-- BEGIN DATA SUPPLIED --

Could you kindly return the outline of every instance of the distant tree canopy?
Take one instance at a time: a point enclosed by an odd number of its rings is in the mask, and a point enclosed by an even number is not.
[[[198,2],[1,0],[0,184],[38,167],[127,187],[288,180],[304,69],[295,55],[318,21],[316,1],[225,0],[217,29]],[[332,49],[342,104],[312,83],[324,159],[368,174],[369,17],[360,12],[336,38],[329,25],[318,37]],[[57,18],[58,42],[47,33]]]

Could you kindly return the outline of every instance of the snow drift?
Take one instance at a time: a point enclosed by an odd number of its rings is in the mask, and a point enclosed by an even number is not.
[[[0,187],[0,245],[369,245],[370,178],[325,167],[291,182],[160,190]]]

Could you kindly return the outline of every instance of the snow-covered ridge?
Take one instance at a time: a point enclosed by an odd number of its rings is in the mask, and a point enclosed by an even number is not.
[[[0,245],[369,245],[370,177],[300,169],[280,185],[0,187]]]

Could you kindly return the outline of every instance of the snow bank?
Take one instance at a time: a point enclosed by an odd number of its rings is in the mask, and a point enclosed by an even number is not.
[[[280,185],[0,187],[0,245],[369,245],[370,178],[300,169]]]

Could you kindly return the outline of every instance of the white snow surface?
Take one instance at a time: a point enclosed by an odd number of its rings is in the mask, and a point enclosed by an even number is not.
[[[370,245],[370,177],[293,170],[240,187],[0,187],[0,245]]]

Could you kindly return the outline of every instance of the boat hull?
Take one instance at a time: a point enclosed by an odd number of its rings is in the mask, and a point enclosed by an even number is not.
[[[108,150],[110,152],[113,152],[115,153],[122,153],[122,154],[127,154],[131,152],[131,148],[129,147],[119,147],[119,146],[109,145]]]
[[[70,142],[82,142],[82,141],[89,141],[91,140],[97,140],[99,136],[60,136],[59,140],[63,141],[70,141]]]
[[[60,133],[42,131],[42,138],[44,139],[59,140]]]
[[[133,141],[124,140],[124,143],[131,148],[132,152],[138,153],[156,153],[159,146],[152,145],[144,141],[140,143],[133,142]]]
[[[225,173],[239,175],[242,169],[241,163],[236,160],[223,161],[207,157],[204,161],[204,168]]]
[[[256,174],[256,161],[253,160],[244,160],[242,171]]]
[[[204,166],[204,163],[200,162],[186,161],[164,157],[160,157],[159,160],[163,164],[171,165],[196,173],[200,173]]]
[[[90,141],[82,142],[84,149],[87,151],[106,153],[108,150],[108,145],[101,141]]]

-- END DATA SUPPLIED --

* _EXERCISE_
Which lines in the entries above contain the string "Could" with its case matching exactly? Pull out each of those lines in full.

* _EXERCISE RESPONSE_
Could you kindly return the outline of every instance of the distant tree canopy?
Could you kindly return the outline of every instance of the snow drift?
Could you kindly return the outline of every instance of the snow-covered ridge?
Could you kindly return the outline of every instance of the snow bank?
Could you kindly return the outline of every instance of the white snow surface?
Could you kindly return the outline of every instance of the boat hull?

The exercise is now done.